[[ Materials provided, beginning ]]

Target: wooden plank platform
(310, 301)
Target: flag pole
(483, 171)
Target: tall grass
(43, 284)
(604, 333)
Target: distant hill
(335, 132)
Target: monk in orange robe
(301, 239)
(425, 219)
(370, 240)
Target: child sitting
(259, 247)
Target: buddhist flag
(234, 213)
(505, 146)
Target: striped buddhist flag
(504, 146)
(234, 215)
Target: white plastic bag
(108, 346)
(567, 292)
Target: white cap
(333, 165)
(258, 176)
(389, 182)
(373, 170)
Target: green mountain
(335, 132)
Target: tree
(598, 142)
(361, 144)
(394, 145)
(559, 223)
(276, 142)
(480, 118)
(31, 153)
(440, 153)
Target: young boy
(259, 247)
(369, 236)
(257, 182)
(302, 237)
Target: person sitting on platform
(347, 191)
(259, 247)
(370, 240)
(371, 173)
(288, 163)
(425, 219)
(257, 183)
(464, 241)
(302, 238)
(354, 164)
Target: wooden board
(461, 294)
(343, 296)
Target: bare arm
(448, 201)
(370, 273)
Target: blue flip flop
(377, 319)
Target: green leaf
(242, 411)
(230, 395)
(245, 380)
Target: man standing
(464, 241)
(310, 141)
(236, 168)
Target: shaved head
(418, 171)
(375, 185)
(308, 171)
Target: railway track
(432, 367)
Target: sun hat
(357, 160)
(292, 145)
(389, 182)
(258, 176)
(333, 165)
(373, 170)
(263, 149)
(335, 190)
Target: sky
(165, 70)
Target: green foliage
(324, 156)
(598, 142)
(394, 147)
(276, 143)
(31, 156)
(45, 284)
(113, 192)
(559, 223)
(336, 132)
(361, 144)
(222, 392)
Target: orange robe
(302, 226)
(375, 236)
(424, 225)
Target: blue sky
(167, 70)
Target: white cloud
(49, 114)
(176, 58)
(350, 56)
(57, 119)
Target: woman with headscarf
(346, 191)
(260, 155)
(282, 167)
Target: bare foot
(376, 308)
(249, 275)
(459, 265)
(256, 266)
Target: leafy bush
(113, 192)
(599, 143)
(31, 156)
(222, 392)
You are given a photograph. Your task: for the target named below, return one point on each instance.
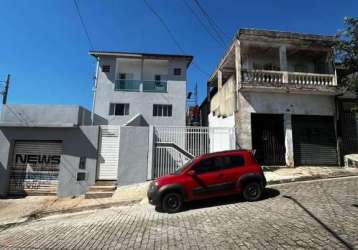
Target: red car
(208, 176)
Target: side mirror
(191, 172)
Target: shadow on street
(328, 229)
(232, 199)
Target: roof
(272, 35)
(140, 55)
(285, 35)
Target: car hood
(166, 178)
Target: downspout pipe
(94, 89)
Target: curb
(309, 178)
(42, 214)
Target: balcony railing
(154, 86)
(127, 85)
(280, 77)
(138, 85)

[[ Materials provided, end ]]
[[ Materials provided, beginning ]]

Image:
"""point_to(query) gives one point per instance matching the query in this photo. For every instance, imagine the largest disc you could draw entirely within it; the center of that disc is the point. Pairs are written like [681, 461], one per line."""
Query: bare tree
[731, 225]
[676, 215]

[[ Materials provided, end ]]

Only lines with the word "point" belong in the answer; copy each of them from the material above.

You are given a photograph. Your task: for the target named below, return one point on each instance.
"""point_to(query) gives one point per instance matching the query in this photo. For every instance, imagine the largest disc you could draw entirely within it; the center of that disc is the point. Pairs are written like [681, 461], one per line."""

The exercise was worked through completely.